START INPUT DATA

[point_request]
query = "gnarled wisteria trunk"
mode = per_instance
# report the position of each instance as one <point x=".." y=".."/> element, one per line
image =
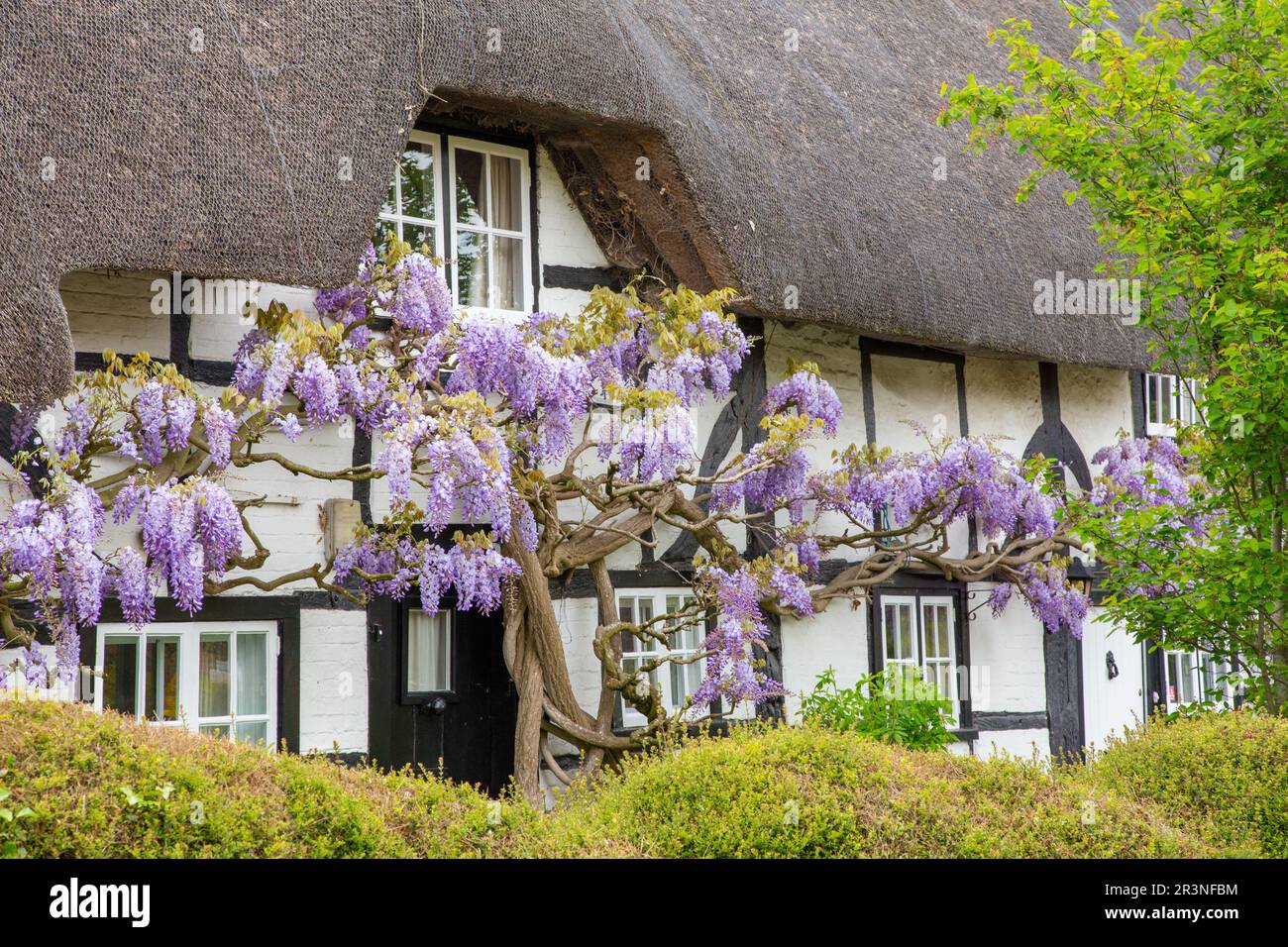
<point x="488" y="420"/>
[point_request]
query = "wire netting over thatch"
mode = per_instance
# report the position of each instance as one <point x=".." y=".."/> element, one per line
<point x="217" y="137"/>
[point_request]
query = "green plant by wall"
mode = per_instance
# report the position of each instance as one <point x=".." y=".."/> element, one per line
<point x="892" y="707"/>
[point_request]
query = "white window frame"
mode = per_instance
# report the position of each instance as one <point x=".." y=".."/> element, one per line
<point x="649" y="648"/>
<point x="1179" y="393"/>
<point x="524" y="235"/>
<point x="424" y="142"/>
<point x="445" y="624"/>
<point x="1198" y="660"/>
<point x="918" y="660"/>
<point x="189" y="634"/>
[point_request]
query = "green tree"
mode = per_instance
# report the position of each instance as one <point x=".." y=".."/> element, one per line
<point x="1176" y="137"/>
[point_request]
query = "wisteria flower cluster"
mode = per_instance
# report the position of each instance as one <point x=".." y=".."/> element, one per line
<point x="485" y="419"/>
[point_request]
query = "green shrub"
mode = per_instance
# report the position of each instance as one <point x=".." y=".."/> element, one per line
<point x="1223" y="776"/>
<point x="810" y="792"/>
<point x="99" y="785"/>
<point x="892" y="707"/>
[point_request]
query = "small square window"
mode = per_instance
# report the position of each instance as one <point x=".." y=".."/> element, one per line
<point x="429" y="652"/>
<point x="207" y="678"/>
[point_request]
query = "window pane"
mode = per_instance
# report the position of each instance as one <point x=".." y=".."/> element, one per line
<point x="1188" y="668"/>
<point x="417" y="235"/>
<point x="472" y="274"/>
<point x="252" y="673"/>
<point x="252" y="732"/>
<point x="120" y="674"/>
<point x="892" y="633"/>
<point x="162" y="680"/>
<point x="471" y="193"/>
<point x="506" y="193"/>
<point x="428" y="652"/>
<point x="214" y="677"/>
<point x="417" y="183"/>
<point x="390" y="205"/>
<point x="936" y="628"/>
<point x="626" y="612"/>
<point x="507" y="272"/>
<point x="385" y="231"/>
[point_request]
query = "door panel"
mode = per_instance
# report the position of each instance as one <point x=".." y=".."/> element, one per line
<point x="1063" y="654"/>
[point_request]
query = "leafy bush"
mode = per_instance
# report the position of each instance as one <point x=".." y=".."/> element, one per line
<point x="810" y="792"/>
<point x="892" y="707"/>
<point x="99" y="785"/>
<point x="1223" y="776"/>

END INPUT DATA

*PROBLEM DETAILS*:
What you output should match the records line for line, minus the pictures.

*ANSWER FOR THE TASK*:
[point_request]
query = "gnarled wisteria trunk"
mode = per_instance
# report the position of each instance as one <point x=".." y=".."/> element, one per line
image =
<point x="488" y="420"/>
[point_request]
query = "wire netting over thatch"
mode = per_instance
# report the position of each instance as one <point x=".." y=".."/> element, one per line
<point x="217" y="137"/>
[point_request]
query = "green plant by wall"
mode = per_instance
# report the position of each instance as one <point x=".." y=".."/> element, one per line
<point x="892" y="707"/>
[point_request]
query = "white window frame"
mode = per_instance
# report the position of each instance as one <point x=".." y=".."/> element, one per line
<point x="649" y="648"/>
<point x="1179" y="393"/>
<point x="524" y="235"/>
<point x="424" y="142"/>
<point x="445" y="624"/>
<point x="1198" y="660"/>
<point x="918" y="660"/>
<point x="189" y="634"/>
[point_request]
query = "green tree"
mode = per_instance
# report the position of each instance as one <point x=".." y=".."/> element, one per line
<point x="1176" y="137"/>
[point_request]
query = "wisteria flower cluster"
mode = per_instance
# report the position of each instance as one <point x=".." y=".."/> element, one per line
<point x="485" y="419"/>
[point_request]
query = "green shrub"
mode = per_instance
# report the position of each instance as one <point x=".." y=".."/> element, one per line
<point x="1223" y="776"/>
<point x="810" y="792"/>
<point x="99" y="785"/>
<point x="892" y="707"/>
[point_request]
query = "small square window"
mode = per_instance
# report the position of each instance as one <point x=".." y=".."/> element, one per line
<point x="429" y="652"/>
<point x="207" y="678"/>
[point_request]
query = "window pane"
mode = per_instance
# report the position of each instance as one <point x=".." y=".."/> element, one per line
<point x="1188" y="668"/>
<point x="417" y="235"/>
<point x="472" y="274"/>
<point x="252" y="673"/>
<point x="252" y="732"/>
<point x="120" y="674"/>
<point x="892" y="633"/>
<point x="162" y="680"/>
<point x="471" y="193"/>
<point x="506" y="193"/>
<point x="428" y="652"/>
<point x="214" y="677"/>
<point x="417" y="183"/>
<point x="390" y="205"/>
<point x="936" y="628"/>
<point x="626" y="612"/>
<point x="507" y="272"/>
<point x="385" y="231"/>
[point_request]
query = "door panel"
mode = per_instance
# report the position of each instance as one <point x=".." y=".."/> element, one per line
<point x="1063" y="654"/>
[point_request]
query = "leafy bush"
mode = per_instance
# report the position of each instance as one <point x=".." y=".."/> element, one per line
<point x="810" y="792"/>
<point x="892" y="707"/>
<point x="99" y="785"/>
<point x="1223" y="776"/>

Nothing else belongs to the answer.